**Given problem 1**
Please pull out every line of the rows below that contains the string "target", treating uppercase and lowercase as different.
---- Source excerpt
Performant and elegant iterator over custom collection


#1

Hi! First of all, I would love to give my feedback and opinions about the language before: I did not believe in love at first sight but after a week and a half using Kotlin, here I am, completely in love. Heart_eyes:
That being said, my question:
I am a video game developer and I have to be very careful with the performance and the allocated memory. I’m slowly moving my code to Kotlin and it’s time to write my custom collections but I’m not sure what’s the best way to iterate over them.
I’m decompiling to Java so I can see what’s going on under the hood and figure out the best way to do it.
I started with a very basic wrapper class:

class IntList(ordered: Boolean = true, capacity: Int = 16) {
    private var items = IntArray(capacity)
    var size: Int = 0
        private set
    var ordered: Boolean = ordered
        private set

    fun add(value: Int) {
        var items = this.items
        if (size == items.size) items = resize(Math.max(8, (size * 1.75f).toInt()))
        items[size++] = value
    }

    operator fun get(index: Int): Int {
        if (index >= size) throw IndexOutOfBoundsException("index can't be >= size: $index >= $size")
        return items[index]
    }

    operator fun set(index: Int, value: Int) {
        if (index >= size) throw IndexOutOfBoundsException("index can't be >= size: $index >= $size")
        items[index] = value
    }

    private fun resize(newSize: Int): IntArray {
        val newItems = IntArray(newSize)
        val items = this.items
        System.arraycopy(items, 0, newItems, 0, Math.min(size, newItems.size))
--------
---- Given entries
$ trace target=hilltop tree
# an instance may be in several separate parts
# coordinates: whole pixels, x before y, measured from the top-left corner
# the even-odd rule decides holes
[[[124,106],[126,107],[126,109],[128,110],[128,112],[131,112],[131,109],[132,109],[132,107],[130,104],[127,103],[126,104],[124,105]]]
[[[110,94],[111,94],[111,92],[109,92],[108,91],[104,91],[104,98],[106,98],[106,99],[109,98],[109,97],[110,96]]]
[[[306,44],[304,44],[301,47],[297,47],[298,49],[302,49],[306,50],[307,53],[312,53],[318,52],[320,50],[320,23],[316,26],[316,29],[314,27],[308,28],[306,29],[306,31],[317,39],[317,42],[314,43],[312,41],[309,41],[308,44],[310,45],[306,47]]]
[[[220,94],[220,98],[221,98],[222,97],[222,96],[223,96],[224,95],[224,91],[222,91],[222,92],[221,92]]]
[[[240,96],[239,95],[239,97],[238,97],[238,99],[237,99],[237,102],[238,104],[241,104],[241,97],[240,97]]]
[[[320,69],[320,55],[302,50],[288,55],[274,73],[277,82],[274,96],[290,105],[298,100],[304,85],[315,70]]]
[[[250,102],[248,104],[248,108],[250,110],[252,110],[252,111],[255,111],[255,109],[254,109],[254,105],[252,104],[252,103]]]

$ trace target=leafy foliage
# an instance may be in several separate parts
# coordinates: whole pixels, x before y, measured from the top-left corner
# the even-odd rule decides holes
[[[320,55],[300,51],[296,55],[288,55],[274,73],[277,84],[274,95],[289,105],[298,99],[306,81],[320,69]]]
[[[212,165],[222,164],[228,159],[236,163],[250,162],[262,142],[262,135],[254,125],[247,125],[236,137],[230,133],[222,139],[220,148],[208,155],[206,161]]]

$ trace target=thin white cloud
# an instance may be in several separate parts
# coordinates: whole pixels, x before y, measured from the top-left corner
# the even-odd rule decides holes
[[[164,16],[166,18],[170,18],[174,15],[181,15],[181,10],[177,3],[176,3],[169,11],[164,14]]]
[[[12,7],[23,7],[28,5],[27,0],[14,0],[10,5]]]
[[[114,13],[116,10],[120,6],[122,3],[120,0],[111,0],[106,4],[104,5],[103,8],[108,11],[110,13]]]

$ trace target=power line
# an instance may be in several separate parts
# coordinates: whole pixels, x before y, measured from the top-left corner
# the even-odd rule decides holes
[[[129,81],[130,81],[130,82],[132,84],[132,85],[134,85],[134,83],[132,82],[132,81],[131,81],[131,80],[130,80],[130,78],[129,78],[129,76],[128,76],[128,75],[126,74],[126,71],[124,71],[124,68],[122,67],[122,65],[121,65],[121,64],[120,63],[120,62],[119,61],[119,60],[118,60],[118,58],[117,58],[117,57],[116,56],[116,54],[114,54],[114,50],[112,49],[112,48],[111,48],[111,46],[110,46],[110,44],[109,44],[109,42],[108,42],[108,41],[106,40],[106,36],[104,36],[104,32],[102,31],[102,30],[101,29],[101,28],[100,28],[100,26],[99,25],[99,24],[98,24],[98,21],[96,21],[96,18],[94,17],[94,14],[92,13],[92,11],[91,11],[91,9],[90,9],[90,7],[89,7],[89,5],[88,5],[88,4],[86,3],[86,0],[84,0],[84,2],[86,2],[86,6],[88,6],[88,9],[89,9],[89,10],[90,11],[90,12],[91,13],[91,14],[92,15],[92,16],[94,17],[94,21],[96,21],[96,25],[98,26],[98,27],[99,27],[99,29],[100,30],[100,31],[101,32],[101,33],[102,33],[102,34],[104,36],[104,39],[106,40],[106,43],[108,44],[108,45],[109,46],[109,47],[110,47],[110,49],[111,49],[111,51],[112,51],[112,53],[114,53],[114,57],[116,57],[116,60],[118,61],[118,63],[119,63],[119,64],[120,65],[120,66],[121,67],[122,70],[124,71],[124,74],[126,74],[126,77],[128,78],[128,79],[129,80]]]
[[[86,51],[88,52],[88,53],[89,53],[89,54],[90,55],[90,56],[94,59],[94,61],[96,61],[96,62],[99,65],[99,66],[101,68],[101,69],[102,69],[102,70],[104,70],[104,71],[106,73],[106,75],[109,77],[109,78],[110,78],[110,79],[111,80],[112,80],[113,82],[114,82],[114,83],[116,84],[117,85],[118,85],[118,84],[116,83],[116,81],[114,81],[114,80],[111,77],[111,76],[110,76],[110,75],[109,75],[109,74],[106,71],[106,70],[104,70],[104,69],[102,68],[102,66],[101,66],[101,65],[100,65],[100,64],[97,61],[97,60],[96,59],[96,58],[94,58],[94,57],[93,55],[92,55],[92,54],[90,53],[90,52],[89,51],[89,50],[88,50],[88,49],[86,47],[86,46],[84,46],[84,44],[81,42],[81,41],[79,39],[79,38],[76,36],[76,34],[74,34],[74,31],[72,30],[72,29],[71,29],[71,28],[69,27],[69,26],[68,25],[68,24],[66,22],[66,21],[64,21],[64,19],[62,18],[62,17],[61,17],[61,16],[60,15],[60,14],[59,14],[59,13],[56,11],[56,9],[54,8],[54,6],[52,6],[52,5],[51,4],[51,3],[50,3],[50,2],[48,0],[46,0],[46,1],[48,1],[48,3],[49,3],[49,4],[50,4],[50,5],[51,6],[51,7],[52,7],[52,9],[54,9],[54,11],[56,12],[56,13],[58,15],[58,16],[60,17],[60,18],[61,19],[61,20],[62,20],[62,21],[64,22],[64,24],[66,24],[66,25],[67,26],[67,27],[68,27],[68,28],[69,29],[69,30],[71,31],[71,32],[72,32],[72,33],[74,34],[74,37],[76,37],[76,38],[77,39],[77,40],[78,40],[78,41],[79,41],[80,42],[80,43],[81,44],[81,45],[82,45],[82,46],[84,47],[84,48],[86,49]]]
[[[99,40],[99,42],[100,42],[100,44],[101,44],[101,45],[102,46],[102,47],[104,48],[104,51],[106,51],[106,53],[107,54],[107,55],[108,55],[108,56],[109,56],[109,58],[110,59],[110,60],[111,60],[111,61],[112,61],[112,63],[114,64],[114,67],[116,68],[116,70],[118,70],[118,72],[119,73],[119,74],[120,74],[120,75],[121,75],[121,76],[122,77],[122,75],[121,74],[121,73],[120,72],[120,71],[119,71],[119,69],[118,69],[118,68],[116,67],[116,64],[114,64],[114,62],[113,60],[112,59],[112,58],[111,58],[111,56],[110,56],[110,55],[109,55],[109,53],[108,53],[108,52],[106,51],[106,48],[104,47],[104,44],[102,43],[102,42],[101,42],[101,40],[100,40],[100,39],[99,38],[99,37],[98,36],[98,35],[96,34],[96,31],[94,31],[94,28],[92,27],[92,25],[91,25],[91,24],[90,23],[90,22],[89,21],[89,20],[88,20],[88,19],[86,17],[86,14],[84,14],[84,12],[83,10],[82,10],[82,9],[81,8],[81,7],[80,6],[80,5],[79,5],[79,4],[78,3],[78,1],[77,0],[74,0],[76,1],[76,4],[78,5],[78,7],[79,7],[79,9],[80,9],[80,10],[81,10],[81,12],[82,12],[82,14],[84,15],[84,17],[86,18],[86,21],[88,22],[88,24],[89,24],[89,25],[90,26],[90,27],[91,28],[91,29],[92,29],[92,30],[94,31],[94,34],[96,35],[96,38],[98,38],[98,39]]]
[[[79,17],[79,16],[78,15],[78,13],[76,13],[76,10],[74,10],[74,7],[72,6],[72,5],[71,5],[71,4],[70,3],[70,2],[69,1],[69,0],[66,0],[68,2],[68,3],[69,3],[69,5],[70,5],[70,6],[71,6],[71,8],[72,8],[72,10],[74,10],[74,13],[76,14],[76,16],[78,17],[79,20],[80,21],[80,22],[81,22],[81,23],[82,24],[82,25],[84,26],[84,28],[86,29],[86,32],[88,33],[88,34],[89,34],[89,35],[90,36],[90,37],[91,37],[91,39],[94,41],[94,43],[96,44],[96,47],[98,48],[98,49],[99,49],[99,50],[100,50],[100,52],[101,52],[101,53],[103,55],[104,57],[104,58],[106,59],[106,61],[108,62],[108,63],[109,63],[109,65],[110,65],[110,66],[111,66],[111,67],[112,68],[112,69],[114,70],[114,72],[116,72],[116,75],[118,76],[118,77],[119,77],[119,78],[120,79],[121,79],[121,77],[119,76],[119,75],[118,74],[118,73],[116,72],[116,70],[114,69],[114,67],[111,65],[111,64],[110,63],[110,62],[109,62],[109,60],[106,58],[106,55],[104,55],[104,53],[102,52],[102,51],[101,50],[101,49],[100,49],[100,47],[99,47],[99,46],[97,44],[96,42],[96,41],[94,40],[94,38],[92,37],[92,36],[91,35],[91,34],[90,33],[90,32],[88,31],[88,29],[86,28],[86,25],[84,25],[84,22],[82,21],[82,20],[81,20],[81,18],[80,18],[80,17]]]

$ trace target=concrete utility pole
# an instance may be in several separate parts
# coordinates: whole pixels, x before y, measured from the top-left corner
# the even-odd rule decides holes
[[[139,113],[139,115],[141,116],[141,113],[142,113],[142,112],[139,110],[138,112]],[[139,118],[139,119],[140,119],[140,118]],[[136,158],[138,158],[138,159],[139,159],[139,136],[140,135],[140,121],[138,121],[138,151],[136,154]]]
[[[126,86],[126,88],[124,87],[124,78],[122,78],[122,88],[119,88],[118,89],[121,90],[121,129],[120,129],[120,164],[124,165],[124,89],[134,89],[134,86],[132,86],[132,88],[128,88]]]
--------
**Given problem 2**
Carry on the Kotlin custom collection forum post from the point where it stops.

**Output 1**
$ trace target=hilltop tree
$ trace target=leafy foliage
$ trace target=thin white cloud
$ trace target=power line
$ trace target=concrete utility pole

**Output 2**
        this.items = newItems
        return newItems
    }
}

And at that point I was ready to start iterating over the array. By ‘best way’ I mean (in order of priority): the most performant for the CPU; the cheapest in allocated memory and for garbage collection; and the cleanest and clearest.
In Java I would do:

IntList list = new IntList();
for(int i = 0, n = list.size; i < n; i++) {
    int value = list.get(i);
}

but I know Kotlin can do better than that (in terms of clarity and simplicity).

I’ve seen the source code for IntArray and List classes, but that wasn’t really helpful because they are basically their Java counterparts with some extension methods and properties and it’s clear that the compiler is doing some special dark magic (specially for the primitive arrays) and I was wondering if there’s a way to achieved that same super optimal results for my class.
When I code in Kotlin

val list = IntArray(0) // or intArrayOf(someValues)
for(i in list) {
    val value = i
}
for(i in list.indices) {
    val value = list[i]
}
for(i in 0..list.lastIndex) {
    val value = list[i]
}

I get a super optimal Java

int[] list = new int[0];

int i;
int var3;
for(var3 = 0; var3 < list.length; ++var3) {
    i = list[var3];
}

i = 0;
var3 = ArraysKt.getLastIndex(list);
int var10000;
if(i <= var3) {
    while(true) {
        var10000 = list[i];
        if(i == var3) {
            break;
        }

        ++i;
    }
}

i = 0;
var3 = list.length - 1;
if(i <= var3) {
    while(true) {
        var10000 = list[i];
        if(i == var3) {
            break;
        }

        ++i;
    }
}

But instead if I do

val list = IntList()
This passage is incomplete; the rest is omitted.